One of my favorite words is grace. It has a number of definitions. Besides meaning to be charming, refined, and generous; in its finest sense grace means to bless or favor someone who doesn't deserve it.
A gracious person does not seek revenge; is not pleased at the misfortunes of those who may have mistreated her; goes out of her way to spare other people from embarrassment; forgives others without mentioning the offense. Grace is love in action.
Rules of Etiquette
Common courtesies include: truly listening to people when they speak; standing when an older person enters the room; seating the leader of your family or company at the head of the table.
Address authority figures by their title and last name, e.g., Bishop Robinson; Senator Baker; Professor Vecchio; Captain Fuller; Director Raymond; Coach Misch; Judge Nemo. This demonstrates that you value the achievements of other people.
The Rules of Etiquette require that we acknowledge someone else's presence. Greet the people who serve you in any setting. Stand to meet someone new, or a person due special respect.
If you are on a bus, train or subway, offer your seat to the elderly, the infirm, the frail, pregnant women, mothers with children, people carrying a heavy load. Do not put your things on a vacant seat when on public transportation.
Be quiet and never use foul language. If you must use your cell phone, text messaging is much preferred to carrying on a conversation that your fellow citizens will be forced to hear.
If you are having a conversation with a friend and another friend comes over to say hello to you, introduce them to each other immediately, if they don't know one another.
When making the introduction, look at the senior or more prominent person—the person to whom you are introducing the other friend—and say, "Judge Nemo, I'd like you to meet Coach Misch."
Introduce an employee to the boss; a younger person to the older person; a man to a woman; anybody to a famous or high-ranking person. In a casual setting or with two friends the same age, you may use their first and last names, skipping the titles. Then it is important to start a conversation between them about something you know they have in common.
If you are introduced to someone, don't just say "Wazzup"; instead say "It's my pleasure to meet you, Director Raymond." Use their name straightaway. It's the easiest way to remember it. If someone forgets to introduce you, introduce yourself—not by asking someone their name—by saying, "Hello. My name is James."
Good Manners Go a Long Way
Social Etiquette requires that you open and hold a door for everybody. Never let a door close on another person after you go through. When in an elevator, move to the back. If you intend to stand on a moving walkway or escalator, always stand to the right so that those who want to walk past you may do so on the left.

#####

Could you extend the passage on grace and etiquette, picking up after its final sentence? The records that come next have no connection to the passage on grace and etiquette.

#####

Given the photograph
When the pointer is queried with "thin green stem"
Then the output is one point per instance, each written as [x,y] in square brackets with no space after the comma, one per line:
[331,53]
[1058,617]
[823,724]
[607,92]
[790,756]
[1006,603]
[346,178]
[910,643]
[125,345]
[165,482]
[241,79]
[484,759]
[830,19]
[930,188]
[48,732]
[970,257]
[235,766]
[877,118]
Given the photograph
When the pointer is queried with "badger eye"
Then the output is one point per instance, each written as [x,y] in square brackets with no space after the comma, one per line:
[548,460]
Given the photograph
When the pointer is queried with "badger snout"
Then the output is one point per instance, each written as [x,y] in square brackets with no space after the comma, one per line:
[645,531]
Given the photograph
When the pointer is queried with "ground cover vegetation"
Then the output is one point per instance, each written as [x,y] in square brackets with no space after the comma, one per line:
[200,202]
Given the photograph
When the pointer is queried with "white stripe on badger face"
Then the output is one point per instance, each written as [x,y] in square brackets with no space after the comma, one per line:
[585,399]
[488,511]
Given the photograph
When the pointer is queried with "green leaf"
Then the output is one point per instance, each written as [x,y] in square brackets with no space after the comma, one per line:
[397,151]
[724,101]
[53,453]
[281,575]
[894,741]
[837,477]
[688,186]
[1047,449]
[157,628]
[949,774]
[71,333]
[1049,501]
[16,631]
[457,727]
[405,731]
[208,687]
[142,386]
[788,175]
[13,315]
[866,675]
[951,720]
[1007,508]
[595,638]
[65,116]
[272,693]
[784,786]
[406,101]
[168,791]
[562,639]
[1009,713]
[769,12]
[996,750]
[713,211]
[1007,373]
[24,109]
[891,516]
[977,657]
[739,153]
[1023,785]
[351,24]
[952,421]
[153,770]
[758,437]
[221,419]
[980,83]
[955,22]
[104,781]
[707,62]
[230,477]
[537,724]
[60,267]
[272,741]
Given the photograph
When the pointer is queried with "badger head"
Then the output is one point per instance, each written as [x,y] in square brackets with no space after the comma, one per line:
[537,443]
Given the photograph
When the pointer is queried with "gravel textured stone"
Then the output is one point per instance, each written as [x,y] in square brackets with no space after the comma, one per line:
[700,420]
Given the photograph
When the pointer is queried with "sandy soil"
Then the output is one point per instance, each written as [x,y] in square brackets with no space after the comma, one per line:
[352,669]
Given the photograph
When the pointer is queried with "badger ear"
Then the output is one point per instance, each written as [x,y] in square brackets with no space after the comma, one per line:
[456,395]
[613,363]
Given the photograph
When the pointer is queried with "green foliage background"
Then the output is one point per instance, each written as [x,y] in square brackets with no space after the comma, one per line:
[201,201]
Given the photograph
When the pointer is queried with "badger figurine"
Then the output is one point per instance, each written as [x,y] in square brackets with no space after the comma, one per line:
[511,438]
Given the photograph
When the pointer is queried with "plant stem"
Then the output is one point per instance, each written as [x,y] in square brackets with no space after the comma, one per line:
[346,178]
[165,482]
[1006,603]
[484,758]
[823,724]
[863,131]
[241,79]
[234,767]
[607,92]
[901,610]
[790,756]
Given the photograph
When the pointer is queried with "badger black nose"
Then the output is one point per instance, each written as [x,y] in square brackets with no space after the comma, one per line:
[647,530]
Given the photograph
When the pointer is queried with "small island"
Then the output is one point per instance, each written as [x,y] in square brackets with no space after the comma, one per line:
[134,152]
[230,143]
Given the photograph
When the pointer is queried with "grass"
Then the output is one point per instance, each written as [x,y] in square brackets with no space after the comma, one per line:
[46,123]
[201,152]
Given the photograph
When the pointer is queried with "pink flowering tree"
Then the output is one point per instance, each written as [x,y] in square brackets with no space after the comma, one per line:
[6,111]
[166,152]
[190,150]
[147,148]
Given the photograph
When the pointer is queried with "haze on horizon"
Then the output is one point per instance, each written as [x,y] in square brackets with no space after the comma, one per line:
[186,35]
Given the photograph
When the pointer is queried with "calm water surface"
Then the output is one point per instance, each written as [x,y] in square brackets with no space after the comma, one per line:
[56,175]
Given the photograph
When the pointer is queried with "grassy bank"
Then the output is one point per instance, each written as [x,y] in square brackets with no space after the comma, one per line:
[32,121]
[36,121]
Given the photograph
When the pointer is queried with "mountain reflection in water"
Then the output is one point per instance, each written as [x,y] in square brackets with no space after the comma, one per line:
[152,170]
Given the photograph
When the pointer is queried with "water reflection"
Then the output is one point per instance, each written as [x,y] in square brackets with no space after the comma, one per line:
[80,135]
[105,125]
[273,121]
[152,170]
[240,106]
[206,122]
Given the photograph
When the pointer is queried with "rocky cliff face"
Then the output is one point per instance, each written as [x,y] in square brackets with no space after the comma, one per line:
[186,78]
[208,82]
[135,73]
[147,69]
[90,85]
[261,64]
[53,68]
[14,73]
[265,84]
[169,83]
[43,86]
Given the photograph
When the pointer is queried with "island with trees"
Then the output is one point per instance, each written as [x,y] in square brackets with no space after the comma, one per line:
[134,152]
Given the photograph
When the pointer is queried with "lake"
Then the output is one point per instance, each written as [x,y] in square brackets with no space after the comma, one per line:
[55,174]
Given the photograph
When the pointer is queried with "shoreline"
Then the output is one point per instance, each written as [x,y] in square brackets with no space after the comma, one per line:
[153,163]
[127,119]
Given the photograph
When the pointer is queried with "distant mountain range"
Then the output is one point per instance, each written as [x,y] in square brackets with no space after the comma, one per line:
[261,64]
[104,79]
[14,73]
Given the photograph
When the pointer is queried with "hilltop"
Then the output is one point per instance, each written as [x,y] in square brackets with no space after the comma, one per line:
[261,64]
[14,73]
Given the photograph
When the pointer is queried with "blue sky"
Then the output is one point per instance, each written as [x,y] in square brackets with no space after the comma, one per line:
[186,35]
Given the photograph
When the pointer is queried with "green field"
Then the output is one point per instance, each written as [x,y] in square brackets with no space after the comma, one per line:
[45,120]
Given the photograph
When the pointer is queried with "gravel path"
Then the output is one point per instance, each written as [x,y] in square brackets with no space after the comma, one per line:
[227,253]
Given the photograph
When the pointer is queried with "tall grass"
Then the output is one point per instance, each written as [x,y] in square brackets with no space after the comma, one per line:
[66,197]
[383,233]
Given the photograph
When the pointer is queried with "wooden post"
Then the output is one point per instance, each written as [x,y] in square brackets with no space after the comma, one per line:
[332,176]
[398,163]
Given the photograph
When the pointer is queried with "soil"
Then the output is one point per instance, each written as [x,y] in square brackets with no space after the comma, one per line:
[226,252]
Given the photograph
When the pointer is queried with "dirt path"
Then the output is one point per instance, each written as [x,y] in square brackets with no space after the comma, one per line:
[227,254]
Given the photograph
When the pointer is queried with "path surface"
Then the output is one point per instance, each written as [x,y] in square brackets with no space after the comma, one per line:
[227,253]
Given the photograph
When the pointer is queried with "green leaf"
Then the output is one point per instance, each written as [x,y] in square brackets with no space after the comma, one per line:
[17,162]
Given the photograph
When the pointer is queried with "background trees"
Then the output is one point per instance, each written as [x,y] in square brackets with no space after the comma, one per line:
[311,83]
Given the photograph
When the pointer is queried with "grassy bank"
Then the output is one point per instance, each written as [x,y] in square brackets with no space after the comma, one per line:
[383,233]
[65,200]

#####

▶ **TASK ANSWER**
If you want to introduce your dog to another dog or to a child, always ask the other dog owner or parent first. Don't throw your trash into the street—even cigarette butts. Find a trash receptacle. If you see someone else throw a cup on the sidewalk, pick it up and put it in the trash. Never spit in public.
When driving on a divided highway, stay out of the left hand lane unless you have no other vehicles behind you traveling at a faster speed. Use your turn signals when turning a corner or changing lanes. Do not use your car horn to express displeasure. Do not let anger affect your judgment.
If you see someone trying to enter the road in a line of traffic, at least wave one car to go in front of you. If you encounter a funeral cortege, pull over until it passes. Do not block pedestrian crosswalks at a stop light. Do not stop in a right hand turning lane if you are going straight when it is legal to turn right on red, thereby holding up progress for those behind you.
Center your car in a parking space; drive slowly in parking lots. When stopping for gas, pull to a forward pump so others may pull in behind you. Do not leave your car there while you go in the store. Park the thing first.
Turn off your music when pulling up to drive-through window. Be pleasant to the people working the window. Do not jump in front of other people who are trying to hail a taxi. Tip the taxi driver, if he has been courteous, and the cab is clean and comfortable.
Now let's go shopping. When you encounter a salesperson or clerk, look them in the eye and say "Hello." If they have a nametag, use it.
If you take your children with you, have them under control. If you take them shopping when they are hungry or tired, you are asking for disruption.
In a checkout line, have your money or plastic at the ready. Do not talk on your cell phone in line. Do not get into the "ten items or fewer" line with eleven items. If a new line opens, do not rush to beat somebody who was there first. If you want to return something, try to put it back where you got it.
If you drop a jar and it breaks, don't skulk away; tell somebody so they can clean up the mess. Don't block an aisle with your shopping cart; stand behind it. If you have an appointment with any business, show up on time.
Etiquette for Attire
The clothes we wear reflect the importance we attach to the occasion. Casual attire does not mean sloppy. Tuck your shirt in. Wear matching socks. Don't wear stained or wrinkled clothing.
Barefoot only works at the beach. Ditto going bare-chested. Don't dress your little girls up like hookers.
No white socks with dress clothes. No low-riders with your butt crack or your fat belly showing. I wouldn't wear torn jeans or a jogging suit out to eat. No tennis shoes with a suit. Keep your jewelry clean.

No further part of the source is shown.